— Tasks —
A - In the pew thread, what wood does the reply about old-school USA pews say they were typically made from?
B - Summarize the pew thread in two sentences.
C - Reproduce the passage of the pew thread between "## JohnMcClure (Aug" and "by chewing gum.", inclusive.

# Church pews... anyone know what they're usually made of?



## Poplarguy (Sep 13, 2018)

Can get a few of these free, but I'm wondering what kind of wood pews are made of before making the drive.

Anyone have any ideas? These are the best photos I have unfortunately.


----------



## CaptainKlutz (Apr 23, 2014)

It will be hard to generalize.
Old school USA pews were typically made from Oak. Northern European mfg often use Beech as well.
But modern world has embraced lower cost versions where parts or entire bench can be made from man made engineered wood. Can see for yourself that even melamine coated MDF is used: http://www.pews.com/


----------



## jutsFL (Nov 1, 2018)

You must be near me… These are right down the road from me, saw them on FB too.


----------



## Poplarguy (Sep 13, 2018)

> You must be near me… These are right down the road from me, saw them on FB too.
> 
> - jutsFL


Good, we can help each other load a few!

Seems some of these are made of ply, trying to figure out before I head over there.


----------



## bondogaposis (Dec 18, 2011)

Depends how old they are, some newer ones are made out of particle board.


----------



## GR8HUNTER (Jun 13, 2016)

ours are RED OAK but dont think they are :<((((


----------



## jutsFL (Nov 1, 2018)

> You must be near me… These are right down the road from me, saw them on FB too.
> 
> - jutsFL
> 
> ...


Ya, from the looks of them I deemed them likely to be a maple veneer over who knows what. Had they looked like ANY form of joined boards id go scope them out for us. But even as close as I am, I'm feeling rather lazy now and gotta be up at 0500 for work…


----------



## ColonelTravis (Mar 19, 2013)

I would be some money (not a lot but definitely a little) that they are veneered. I've seen a few ads like this where I am and I've gone out there and they've always been veneered. I haven't seen solid wood pews except in very old churches. If they were solid wood, I highly doubt they'd be given away or else someone at the church would have snapped them up before they were advertised.


----------



## ArtMann (Mar 1, 2016)

I got a church pew from a guy as a trade for some CNC router work. It was made of solid glued up 1+ inch red oak. The wood was very high quality but I had to be careful with hidden metal fasteners. I used it to make a riser for the front of another little church.


----------



## JCamp (Nov 22, 2016)

I've been to dozens of churches through the years and nearly all the pews were oak. The older ones seem to be more solid wood while the new ones (being in the last 40 or so years) seem to be oak ply.


----------



## JohnMcClure (Aug 24, 2016)

A friend recently scored one, man was it disappointing to see it was made of MDF. I'd love to get a really old good one.


----------



## Sawdust2012 (Sep 17, 2013)

The seem to be held together by chewing gum.


----------



## Gentile (Jun 3, 2013)

A buddy of mine and I refurbished 6 pews for a local Chapel that had been fire bombed. The ends are oak veneered particle board 3 layers of 3/4". The seats and the backs are oak vineered batten board. It was quite a challenge, the Padre wanted to save rhe seats and the backs. He wanted to use older ends, from a different set of pews, laminated oak. We had to adjust the older ends to fit the contours of the newer ends.
I hope that makes sense, I'm looking for pictures…


----------



## Poplarguy (Sep 13, 2018)

Thanks guys, I wound up passing on grabbing any of these, just seemed like they wouldn't be made of anything worthwhile. They look too new.


----------

(Records of labeled boxes)
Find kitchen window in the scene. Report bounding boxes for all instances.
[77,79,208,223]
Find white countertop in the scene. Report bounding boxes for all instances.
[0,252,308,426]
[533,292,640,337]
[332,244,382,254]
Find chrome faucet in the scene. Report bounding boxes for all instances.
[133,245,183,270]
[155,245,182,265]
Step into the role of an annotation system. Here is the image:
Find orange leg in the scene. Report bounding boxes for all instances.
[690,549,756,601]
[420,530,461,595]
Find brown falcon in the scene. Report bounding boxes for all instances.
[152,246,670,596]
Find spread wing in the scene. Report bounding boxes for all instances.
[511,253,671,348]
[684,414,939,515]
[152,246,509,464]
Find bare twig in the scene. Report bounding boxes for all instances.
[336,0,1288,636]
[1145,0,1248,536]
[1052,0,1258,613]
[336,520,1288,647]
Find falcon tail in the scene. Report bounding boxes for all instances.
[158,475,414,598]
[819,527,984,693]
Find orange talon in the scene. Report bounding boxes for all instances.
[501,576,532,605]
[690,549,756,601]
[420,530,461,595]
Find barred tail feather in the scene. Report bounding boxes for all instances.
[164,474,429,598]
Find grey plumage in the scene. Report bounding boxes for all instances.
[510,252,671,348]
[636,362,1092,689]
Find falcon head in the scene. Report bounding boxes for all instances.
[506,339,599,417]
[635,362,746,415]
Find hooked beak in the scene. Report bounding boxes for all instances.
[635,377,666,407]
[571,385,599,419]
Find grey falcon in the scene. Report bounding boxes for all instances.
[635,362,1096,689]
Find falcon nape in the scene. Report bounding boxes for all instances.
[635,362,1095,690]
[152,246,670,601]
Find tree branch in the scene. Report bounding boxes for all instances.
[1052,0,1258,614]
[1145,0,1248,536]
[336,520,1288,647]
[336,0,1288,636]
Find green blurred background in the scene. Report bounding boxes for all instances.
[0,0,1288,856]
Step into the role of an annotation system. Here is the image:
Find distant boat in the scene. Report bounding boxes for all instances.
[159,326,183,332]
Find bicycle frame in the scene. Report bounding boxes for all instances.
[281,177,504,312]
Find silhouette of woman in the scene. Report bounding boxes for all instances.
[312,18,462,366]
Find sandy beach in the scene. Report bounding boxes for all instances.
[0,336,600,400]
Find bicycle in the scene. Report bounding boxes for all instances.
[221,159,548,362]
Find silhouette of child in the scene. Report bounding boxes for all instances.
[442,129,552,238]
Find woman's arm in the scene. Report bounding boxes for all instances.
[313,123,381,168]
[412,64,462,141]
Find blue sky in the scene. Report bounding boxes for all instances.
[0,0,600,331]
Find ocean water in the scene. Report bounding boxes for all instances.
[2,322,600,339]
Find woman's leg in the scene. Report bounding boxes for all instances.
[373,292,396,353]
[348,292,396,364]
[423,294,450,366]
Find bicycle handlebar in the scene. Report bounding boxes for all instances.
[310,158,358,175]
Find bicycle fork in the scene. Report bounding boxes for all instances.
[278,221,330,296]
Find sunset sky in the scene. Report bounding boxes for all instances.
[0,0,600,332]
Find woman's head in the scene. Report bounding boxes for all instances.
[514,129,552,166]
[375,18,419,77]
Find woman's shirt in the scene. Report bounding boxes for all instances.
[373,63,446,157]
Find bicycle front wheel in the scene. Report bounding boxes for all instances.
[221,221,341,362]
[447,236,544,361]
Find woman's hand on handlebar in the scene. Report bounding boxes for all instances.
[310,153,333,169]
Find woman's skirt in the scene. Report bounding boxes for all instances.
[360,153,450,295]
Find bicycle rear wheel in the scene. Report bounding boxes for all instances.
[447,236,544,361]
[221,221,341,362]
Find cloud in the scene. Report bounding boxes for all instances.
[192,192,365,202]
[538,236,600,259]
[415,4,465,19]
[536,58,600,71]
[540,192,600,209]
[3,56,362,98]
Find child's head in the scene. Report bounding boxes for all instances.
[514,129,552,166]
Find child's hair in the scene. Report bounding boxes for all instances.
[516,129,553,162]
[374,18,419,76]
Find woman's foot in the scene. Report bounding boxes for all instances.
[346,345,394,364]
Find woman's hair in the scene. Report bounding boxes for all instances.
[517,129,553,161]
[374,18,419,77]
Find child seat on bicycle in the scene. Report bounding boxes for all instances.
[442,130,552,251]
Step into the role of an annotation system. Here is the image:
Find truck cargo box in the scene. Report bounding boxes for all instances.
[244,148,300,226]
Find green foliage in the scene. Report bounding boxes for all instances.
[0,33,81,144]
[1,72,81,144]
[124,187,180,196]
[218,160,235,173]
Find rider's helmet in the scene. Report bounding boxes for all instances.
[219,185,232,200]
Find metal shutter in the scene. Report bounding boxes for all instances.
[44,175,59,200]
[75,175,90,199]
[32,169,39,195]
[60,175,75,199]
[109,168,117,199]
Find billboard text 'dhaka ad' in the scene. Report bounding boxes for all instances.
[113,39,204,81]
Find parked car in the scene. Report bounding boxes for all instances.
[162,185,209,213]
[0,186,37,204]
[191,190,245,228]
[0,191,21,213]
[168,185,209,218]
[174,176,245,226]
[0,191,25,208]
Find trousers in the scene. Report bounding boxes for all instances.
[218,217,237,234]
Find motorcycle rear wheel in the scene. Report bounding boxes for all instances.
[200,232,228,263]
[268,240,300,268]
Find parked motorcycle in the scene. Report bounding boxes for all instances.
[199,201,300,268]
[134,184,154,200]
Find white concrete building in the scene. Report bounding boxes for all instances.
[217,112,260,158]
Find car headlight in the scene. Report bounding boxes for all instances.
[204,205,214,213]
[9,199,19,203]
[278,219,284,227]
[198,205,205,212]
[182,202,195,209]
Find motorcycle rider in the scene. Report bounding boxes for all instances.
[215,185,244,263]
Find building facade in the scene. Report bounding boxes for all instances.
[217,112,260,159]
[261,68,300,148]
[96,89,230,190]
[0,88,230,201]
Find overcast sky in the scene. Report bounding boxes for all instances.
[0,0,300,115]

— Results for each task —
A - Oak.

B - A poster who could get a few church pews for free asks what wood they are usually made of. Replies say older pews were typically oak, often solid, while newer ones tend to use veneer, plywood, particle board, or MDF, and the poster ultimately passed on them because they looked too new to be made of anything worthwhile.

C -
## JohnMcClure (Aug 24, 2016)

A friend recently scored one, man was it disappointing to see it was made of MDF. I'd love to get a really old good one.


----------



## Sawdust2012 (Sep 17, 2013)

The seem to be held together by chewing gum.